**Problem:** Please copy out every line of the listing below word for word, leaving out the pictures.

(Image location labeling listing)
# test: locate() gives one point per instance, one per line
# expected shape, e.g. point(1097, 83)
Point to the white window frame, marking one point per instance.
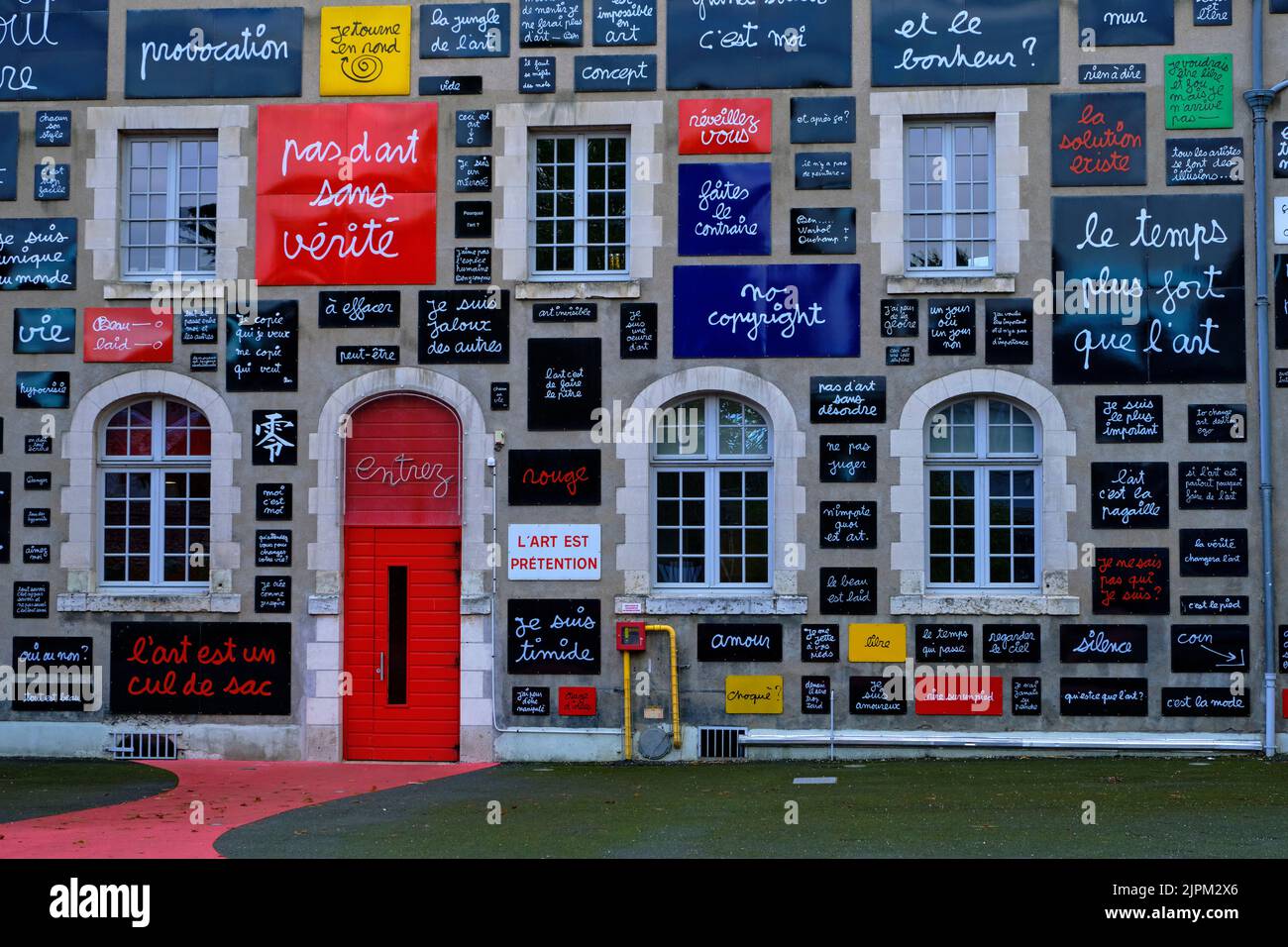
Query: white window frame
point(156, 466)
point(711, 464)
point(949, 192)
point(175, 142)
point(980, 463)
point(580, 270)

**Output:**
# test: locate() gives one point per instance, one per line
# expected shape, e.g. point(1097, 83)
Point to the white window frame, marking one point per instance.
Query: white window frame
point(156, 466)
point(711, 464)
point(949, 192)
point(175, 142)
point(980, 463)
point(580, 270)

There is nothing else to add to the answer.